• _Exercise inputs_
⁂
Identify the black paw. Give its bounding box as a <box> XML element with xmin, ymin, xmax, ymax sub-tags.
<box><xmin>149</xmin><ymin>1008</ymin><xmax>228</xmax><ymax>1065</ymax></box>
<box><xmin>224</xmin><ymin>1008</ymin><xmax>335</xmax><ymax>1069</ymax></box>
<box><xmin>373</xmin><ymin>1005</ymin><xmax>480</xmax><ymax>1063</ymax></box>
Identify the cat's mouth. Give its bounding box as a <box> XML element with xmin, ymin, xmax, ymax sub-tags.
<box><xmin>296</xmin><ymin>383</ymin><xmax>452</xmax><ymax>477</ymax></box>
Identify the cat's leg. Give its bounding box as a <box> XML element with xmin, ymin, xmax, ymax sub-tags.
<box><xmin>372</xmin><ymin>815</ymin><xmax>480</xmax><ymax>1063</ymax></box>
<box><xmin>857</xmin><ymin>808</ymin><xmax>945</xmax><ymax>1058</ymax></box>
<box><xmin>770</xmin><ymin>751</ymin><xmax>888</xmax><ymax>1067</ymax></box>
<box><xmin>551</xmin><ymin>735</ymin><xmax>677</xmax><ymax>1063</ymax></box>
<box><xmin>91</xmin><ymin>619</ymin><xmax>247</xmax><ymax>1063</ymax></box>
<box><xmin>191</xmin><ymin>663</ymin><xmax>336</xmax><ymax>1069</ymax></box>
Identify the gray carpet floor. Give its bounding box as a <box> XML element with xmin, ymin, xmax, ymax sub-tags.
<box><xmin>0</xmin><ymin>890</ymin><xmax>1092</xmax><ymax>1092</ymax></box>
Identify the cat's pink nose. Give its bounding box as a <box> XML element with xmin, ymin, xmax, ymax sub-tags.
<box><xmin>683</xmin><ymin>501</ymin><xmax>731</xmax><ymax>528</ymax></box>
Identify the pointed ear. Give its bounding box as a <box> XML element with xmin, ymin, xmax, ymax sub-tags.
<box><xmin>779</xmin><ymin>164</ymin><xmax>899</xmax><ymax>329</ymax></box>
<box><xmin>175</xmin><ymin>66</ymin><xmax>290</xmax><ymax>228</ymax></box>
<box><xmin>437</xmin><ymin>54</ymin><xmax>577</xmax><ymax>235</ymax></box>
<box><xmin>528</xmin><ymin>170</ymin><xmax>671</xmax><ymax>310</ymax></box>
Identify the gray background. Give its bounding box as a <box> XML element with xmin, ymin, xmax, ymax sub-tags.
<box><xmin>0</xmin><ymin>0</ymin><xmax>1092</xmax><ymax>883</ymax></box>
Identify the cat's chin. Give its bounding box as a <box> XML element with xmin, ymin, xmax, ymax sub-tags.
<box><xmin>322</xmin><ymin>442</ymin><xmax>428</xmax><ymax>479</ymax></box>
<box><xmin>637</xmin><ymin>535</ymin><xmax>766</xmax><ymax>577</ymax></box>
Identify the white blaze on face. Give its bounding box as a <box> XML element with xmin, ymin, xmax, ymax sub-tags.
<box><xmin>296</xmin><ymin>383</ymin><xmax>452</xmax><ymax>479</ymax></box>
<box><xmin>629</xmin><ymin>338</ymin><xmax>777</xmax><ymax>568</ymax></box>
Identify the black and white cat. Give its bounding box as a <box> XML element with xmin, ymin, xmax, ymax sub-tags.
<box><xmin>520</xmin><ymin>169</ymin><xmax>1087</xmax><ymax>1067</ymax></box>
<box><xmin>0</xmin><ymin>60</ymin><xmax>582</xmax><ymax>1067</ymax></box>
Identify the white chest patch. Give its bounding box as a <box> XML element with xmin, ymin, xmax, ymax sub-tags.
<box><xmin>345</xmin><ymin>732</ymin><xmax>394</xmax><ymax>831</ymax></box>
⁂
• _Set task_
Which lines in the records above contain the word "Give"? List each of them in full.

• _The response_
Identify the black paw. Give its bounding box as a <box> XML element with xmin, ymin, xmax, ymax sub-tags.
Identify the cat's mouth. Give its bounding box as a <box> XML element with xmin, ymin, xmax, ymax sub-tags.
Identify the cat's leg. Give its bounding box as a <box> XML element with xmin, ymin, xmax, ymax sub-tags.
Identify the gray carpet floor. Give its bounding box as a <box> XML element with xmin, ymin, xmax, ymax sub-tags.
Identify the cat's pink nose. Give its bounding box as a <box> XML element with xmin, ymin, xmax, ymax sub-tags.
Identify the pointed ear. Give its bounding box as a <box> XML element with xmin, ymin, xmax, ymax sub-tags.
Identify the gray background. Give its bounding box as a <box> XML element with xmin, ymin, xmax, ymax sub-tags.
Identify the cat's chin. Give its bounding box as a <box> XML element with xmin, ymin, xmax, ymax sub-tags.
Identify the white blaze on face. Give its bounding box as a <box> XML element with xmin, ymin, xmax, ymax sub-tags.
Identify the black and white cat. Give its bounding box as a <box> XML element with xmin, ymin, xmax, ymax sub-tags.
Identify the white chest patch. Give its bounding box as a <box> XML element with xmin, ymin, xmax, ymax sub-tags.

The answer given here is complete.